* start *

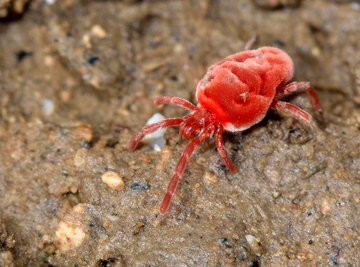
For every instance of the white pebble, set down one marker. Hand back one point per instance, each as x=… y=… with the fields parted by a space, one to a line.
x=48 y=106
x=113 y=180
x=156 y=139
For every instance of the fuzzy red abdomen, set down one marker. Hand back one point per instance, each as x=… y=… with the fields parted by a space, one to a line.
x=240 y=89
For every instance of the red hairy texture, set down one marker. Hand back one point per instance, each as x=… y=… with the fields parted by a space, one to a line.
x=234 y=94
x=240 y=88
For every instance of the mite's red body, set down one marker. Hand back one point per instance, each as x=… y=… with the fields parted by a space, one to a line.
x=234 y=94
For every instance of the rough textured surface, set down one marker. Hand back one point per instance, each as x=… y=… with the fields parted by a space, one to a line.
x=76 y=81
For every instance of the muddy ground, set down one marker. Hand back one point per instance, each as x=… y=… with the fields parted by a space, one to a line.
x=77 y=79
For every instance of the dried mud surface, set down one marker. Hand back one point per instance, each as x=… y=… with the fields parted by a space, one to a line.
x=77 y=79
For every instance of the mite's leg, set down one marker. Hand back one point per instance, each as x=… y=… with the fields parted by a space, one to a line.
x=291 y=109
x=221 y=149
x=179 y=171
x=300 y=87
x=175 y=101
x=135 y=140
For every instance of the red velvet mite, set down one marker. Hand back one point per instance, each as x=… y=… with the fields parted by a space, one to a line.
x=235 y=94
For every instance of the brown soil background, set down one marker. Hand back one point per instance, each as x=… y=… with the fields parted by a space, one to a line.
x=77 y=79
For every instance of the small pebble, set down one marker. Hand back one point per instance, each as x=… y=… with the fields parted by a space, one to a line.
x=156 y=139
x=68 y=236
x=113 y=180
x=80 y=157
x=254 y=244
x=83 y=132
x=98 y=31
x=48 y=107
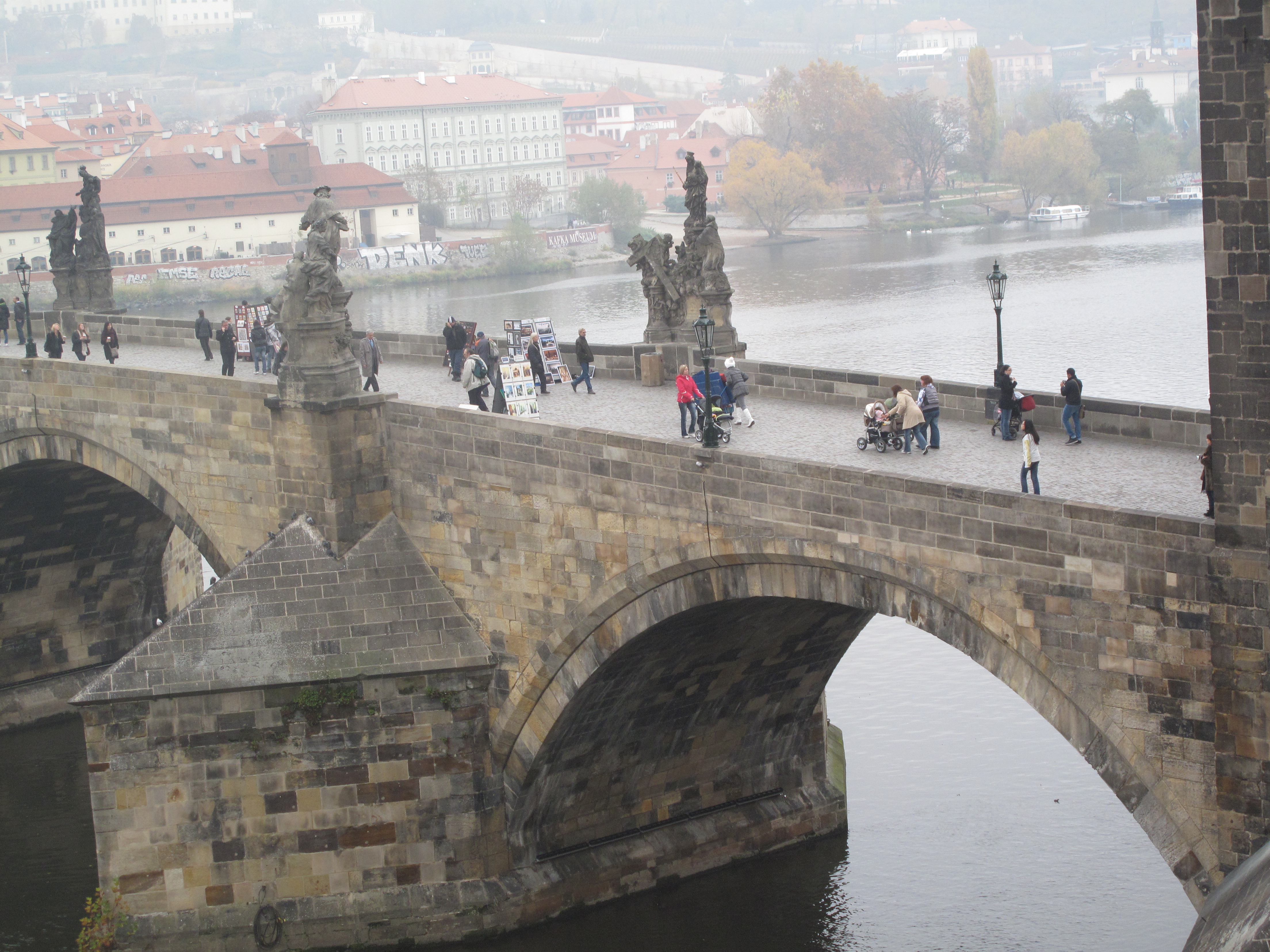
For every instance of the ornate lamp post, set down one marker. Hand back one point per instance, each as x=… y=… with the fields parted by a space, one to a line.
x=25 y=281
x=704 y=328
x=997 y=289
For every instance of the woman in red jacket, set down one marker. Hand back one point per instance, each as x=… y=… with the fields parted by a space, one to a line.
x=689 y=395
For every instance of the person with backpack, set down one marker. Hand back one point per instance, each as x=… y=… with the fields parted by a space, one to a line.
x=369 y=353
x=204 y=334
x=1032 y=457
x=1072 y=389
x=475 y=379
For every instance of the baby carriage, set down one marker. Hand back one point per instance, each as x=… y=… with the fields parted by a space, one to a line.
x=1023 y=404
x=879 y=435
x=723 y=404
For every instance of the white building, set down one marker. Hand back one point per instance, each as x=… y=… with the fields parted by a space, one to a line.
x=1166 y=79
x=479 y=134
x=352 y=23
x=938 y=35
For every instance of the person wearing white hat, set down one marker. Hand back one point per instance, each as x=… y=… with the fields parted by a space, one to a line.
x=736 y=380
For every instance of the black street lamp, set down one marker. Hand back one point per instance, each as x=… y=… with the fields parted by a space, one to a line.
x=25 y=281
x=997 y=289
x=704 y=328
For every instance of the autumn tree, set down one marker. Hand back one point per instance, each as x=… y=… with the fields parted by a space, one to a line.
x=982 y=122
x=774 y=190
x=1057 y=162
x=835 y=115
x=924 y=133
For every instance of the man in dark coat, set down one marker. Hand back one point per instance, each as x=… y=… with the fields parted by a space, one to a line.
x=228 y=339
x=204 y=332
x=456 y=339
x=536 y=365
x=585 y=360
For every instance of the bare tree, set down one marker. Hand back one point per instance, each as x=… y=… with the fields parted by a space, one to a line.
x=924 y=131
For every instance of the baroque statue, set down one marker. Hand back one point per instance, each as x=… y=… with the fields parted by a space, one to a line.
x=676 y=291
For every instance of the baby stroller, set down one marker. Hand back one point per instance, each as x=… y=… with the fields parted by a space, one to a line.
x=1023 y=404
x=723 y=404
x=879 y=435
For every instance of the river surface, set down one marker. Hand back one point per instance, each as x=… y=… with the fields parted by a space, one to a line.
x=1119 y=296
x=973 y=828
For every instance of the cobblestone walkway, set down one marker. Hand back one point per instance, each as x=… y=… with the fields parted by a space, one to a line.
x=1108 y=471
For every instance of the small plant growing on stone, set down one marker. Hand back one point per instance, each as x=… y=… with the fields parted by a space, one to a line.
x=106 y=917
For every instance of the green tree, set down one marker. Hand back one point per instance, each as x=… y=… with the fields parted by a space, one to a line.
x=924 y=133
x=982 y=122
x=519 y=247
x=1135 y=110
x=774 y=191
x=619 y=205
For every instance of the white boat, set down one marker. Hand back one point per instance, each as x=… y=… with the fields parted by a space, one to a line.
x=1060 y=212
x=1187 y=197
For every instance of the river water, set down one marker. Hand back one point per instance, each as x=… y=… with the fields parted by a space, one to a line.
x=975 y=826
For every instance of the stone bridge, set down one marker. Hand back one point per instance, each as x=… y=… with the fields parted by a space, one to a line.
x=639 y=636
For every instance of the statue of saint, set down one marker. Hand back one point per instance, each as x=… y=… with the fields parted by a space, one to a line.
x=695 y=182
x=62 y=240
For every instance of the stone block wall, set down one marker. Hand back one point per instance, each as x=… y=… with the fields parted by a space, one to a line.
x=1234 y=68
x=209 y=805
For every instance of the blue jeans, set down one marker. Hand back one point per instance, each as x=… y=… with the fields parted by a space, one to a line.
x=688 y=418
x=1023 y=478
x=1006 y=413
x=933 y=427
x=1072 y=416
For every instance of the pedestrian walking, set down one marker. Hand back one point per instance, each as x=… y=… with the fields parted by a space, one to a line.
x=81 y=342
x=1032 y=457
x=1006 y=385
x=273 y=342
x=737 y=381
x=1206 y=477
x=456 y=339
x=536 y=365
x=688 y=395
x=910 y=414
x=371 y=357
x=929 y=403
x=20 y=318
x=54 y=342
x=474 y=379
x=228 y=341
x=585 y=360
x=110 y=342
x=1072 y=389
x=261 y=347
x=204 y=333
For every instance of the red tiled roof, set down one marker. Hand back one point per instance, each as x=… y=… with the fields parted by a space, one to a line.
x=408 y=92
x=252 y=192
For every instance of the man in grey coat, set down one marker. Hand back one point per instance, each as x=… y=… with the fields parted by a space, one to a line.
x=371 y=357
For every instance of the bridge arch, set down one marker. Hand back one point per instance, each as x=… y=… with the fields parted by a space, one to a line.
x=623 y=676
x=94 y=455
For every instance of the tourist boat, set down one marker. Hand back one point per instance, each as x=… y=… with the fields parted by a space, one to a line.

* end *

● **What is required**: Copy the stretch from the line containing "For every instance of the bridge" through the end of the records, substituting "rowing boat" for "tourist boat" and keeping everything else the same.

● **Final result**:
For every instance of the bridge arch, set down one marker. Hand back one point per instance, each as x=… y=… with the fields parted by a space, one to a line.
x=623 y=676
x=94 y=455
For every instance of the rowing boat, set down one marker. Hand back one point per instance, each as x=… y=… with the fields parted by a space, one to a line.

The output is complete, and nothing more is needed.